• **Exercise brief**
A word-for-word transcription of the whole listing is required.

• **Data section**
-----

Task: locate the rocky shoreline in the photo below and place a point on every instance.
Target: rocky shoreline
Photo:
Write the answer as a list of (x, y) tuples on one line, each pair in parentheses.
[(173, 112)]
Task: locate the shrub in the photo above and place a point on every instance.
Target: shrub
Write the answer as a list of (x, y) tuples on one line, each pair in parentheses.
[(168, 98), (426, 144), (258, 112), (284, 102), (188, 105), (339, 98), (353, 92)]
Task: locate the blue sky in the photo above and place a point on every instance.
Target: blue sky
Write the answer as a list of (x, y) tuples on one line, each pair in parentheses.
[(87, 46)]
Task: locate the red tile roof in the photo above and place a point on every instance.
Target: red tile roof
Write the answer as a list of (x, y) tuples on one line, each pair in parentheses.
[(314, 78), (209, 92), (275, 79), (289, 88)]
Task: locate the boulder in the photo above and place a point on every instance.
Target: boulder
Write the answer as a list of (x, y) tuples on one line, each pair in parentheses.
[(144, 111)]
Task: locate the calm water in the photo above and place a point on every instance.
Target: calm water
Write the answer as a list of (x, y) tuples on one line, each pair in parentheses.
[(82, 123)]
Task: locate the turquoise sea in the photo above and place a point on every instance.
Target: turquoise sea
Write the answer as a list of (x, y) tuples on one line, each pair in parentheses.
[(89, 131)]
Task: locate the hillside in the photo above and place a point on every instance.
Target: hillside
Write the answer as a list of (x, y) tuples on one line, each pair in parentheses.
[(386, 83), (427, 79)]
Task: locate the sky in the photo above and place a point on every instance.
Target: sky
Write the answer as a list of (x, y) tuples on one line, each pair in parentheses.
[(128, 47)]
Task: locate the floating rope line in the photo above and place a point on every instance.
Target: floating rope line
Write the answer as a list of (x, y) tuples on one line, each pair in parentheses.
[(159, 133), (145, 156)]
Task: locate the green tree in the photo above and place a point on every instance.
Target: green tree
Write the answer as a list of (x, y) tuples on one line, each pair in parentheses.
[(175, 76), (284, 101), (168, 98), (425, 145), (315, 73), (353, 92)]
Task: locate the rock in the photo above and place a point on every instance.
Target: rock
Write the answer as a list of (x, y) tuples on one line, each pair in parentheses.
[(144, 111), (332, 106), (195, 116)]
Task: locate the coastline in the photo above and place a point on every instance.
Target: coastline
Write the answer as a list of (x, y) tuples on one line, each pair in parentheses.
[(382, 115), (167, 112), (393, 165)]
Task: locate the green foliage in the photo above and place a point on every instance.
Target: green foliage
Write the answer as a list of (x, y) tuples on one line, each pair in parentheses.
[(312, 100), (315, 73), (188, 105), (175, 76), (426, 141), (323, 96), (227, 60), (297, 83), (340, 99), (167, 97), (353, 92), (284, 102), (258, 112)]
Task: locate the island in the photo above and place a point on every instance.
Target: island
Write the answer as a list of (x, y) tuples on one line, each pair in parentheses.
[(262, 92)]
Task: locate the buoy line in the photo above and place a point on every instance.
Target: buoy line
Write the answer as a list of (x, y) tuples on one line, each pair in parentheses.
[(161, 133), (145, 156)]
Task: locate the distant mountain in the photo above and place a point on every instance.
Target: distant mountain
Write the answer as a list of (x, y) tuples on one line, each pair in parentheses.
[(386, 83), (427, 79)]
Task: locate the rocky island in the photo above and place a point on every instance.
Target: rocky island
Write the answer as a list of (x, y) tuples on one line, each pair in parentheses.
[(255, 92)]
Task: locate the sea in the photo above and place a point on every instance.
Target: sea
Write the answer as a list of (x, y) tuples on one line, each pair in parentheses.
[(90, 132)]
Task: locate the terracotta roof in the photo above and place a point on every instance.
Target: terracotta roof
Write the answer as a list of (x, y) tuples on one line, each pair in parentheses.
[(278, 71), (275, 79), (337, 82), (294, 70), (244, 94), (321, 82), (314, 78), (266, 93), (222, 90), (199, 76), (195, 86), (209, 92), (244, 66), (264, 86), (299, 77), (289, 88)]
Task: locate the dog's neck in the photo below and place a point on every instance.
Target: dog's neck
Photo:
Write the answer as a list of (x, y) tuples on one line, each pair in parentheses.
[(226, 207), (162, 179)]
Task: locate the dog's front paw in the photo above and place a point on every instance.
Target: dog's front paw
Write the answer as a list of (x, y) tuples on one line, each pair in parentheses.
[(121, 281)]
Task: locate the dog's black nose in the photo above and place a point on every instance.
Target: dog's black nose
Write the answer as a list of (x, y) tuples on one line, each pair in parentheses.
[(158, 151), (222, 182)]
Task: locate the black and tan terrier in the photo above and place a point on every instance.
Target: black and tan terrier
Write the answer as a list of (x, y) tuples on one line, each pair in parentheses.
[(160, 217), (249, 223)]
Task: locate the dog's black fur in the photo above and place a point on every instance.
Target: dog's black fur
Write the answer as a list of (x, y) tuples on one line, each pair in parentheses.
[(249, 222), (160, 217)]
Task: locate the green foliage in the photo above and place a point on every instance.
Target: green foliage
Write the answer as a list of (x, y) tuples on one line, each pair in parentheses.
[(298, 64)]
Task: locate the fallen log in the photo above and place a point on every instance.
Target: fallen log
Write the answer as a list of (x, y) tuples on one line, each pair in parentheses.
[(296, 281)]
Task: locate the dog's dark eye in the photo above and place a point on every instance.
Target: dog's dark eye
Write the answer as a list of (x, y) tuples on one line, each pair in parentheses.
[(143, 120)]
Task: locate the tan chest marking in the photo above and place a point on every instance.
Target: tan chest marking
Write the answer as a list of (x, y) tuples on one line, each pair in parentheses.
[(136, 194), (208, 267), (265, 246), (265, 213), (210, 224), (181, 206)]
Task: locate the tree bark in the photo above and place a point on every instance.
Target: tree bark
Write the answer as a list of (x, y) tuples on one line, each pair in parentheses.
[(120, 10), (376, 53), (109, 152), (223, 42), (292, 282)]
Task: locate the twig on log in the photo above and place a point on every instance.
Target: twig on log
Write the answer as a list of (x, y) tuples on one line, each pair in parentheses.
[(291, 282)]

-----

• **Reply**
Task: locate the rocky shoreline in the photo below and place a point on every instance.
Target: rocky shoreline
Photo:
Write the answer as a list of (x, y) tuples on one line, each pair in parentheses.
[(173, 112)]
Task: locate the shrub in the photo above and place a point on every instance.
Target: shrub
Write the answer as a list of (x, y) tuples on one line, each pair in parentheses.
[(168, 98), (426, 144), (258, 112), (284, 102), (188, 105), (339, 98), (353, 92)]
Task: locate the blue sky in the photo above and place a point on every instance.
Target: blue sky
Write the answer as a list of (x, y) tuples on one line, each pair in parentheses.
[(87, 46)]
Task: locate the red tile roof in the photo above and place a point on every instance.
Target: red tile roof
Write the answer as a list of (x, y) tuples on one line, each pair in parentheses.
[(314, 78), (209, 92), (275, 79), (289, 88)]
Task: locate the boulder in the photo above and place a point on every instance.
Target: boulder
Write the answer as a list of (x, y) tuples on one line, each pair in parentheses.
[(144, 111)]
Task: locate the calm water in the photo above and place a point on every instance.
Target: calm water
Write the answer as a list of (x, y) tuples on one line, each pair in parentheses.
[(82, 123)]
Task: locate the turquoise sea in the photo above and place a point on every instance.
Target: turquoise sea
Write the answer as a list of (x, y) tuples on one line, each pair in parentheses.
[(89, 131)]
Task: locate the hillside in the photo above and place a point on every instance.
Target: hillside
Write the answer as a list of (x, y) tuples on one line, each pair in parentheses.
[(386, 83), (427, 79)]
Task: locate the sky in the photo above and place a point on every instance.
Target: sky
Write the answer as a list of (x, y) tuples on one line, each pair in parentheses.
[(128, 47)]
Task: locate the floating rope line in the photo above and place a point on every instance.
Target: floating rope line
Write the answer as a list of (x, y) tuples on one line, each pair in parentheses.
[(159, 133), (145, 156)]
Task: locate the green tree in the photo above and place a point on every instance.
Target: green tree
Write the answer as a list of (x, y) tuples on one line, each pair in parentheses.
[(175, 76), (284, 101), (168, 98), (425, 145), (315, 73), (353, 92)]
Task: locate the rock in the photo above and place a point on every instance.
Target: rock
Write the answer as a list of (x, y) tuples on one line, each pair in parentheses.
[(144, 111), (332, 106), (195, 116)]
Task: locate the coastline in the photo above and place a point on every instance.
Target: coastline
Write the answer as a list of (x, y) tuples on one line, each pair in parentheses.
[(382, 115), (167, 112), (393, 165)]
Task: locate the green foliage in the photo above and place a point on every instance.
Target: green foliage
Write the answer as a list of (x, y) tuples on one line, each pair in parentheses.
[(312, 100), (315, 73), (188, 105), (175, 76), (426, 141), (323, 96), (227, 60), (297, 83), (340, 99), (167, 97), (353, 92), (284, 102), (258, 112)]
Task: locate the island in the photo above and place a point on every instance.
Target: island
Write the answer as a list of (x, y) tuples on one line, each pair in parentheses.
[(262, 92)]
Task: locate the buoy line in the photo above and place a point on every instance.
Target: buoy line
Write the answer as a list of (x, y) tuples on one line, each pair in parentheses.
[(161, 133), (145, 156)]
Task: locate the distant mountain in the photo above and place a point on every instance.
Target: distant mountain
Write the answer as a list of (x, y) tuples on one line, each pair in parentheses.
[(386, 83), (427, 79)]
Task: locate the rocky island in the photo above and place a point on every instance.
Target: rocky island
Write the answer as a list of (x, y) tuples on one line, each pair in parentheses.
[(255, 92)]
Task: locate the sea in the photo above and place a point on every instance.
Target: sea
Write the answer as a list of (x, y) tuples on one line, each pair in parentheses.
[(90, 132)]
Task: locate the terracotta roof in the photo above and place a point on every instance.
Target: terracotta roof
Write the answer as a list of (x, y) tuples on one line, each pair in parentheses.
[(278, 71), (275, 79), (337, 82), (294, 70), (244, 94), (321, 82), (314, 78), (266, 93), (222, 90), (199, 76), (195, 86), (209, 92), (244, 66), (264, 86), (299, 77), (289, 88)]
Task: locate the dog's neck in the photo below and place a point on every instance.
Target: dog's neck
Photo:
Write the answer as a list of (x, y) tuples on one line, each pair in parentheses.
[(226, 207), (162, 179)]
Task: locate the dog's front paw in the photo above and place a point on every instance.
Target: dog's front paw
Write the answer as a list of (x, y) tuples on one line, each pair in parentheses.
[(121, 281)]
Task: locate the dog's black nose in the photo above and place a point on every instance.
Target: dog's black nose
Write the answer as a list of (x, y) tuples on one line, each pair in parentheses.
[(158, 151), (222, 182)]
Task: locate the black and tan terrier in the photo above and place a point on every instance.
Target: black and tan terrier
Write the answer as a list of (x, y) tuples on one line, each pair in parentheses.
[(160, 217), (249, 223)]
Task: locate the dog's black fur in the photo above and place a point on every instance.
Target: dog's black fur
Write the answer as a list of (x, y) tuples on one line, each pair in parentheses.
[(249, 222), (160, 217)]
Task: locate the green foliage in the photo above and place a point on every instance.
Target: green foliage
Write the answer as a list of (x, y) tuples on one line, each pair in parentheses.
[(298, 64)]
Task: locate the fallen log in the photo above and place a point on every instance.
Target: fallen log
Write the answer as a list of (x, y) tuples on one line, each pair in parentheses.
[(296, 281)]
Task: locate the dog's dark eye in the photo above and place a point on every instance.
Target: dog's dark eye
Write the answer as a list of (x, y) tuples on one line, each pair in parentheses.
[(143, 120)]
Task: locate the tan chest marking in the photo above and place a point on every instance.
Target: tan chest marking
Write the answer as a list of (x, y) tuples on one line, each pair in parentheses.
[(136, 194), (208, 267), (265, 246), (265, 213), (210, 224), (181, 206)]
Task: locate the tree bark in the photo above and place a point on every instance.
Target: tree bark
Write the answer as a list of (x, y) tuples on one line, each pair in parentheses.
[(120, 10), (376, 53), (109, 152), (223, 42), (292, 282)]
Task: locate the twig on log in the photo above and place a point on every instance.
Target: twig on log
Write the answer as a list of (x, y) tuples on one line, each pair in parentheses.
[(291, 282)]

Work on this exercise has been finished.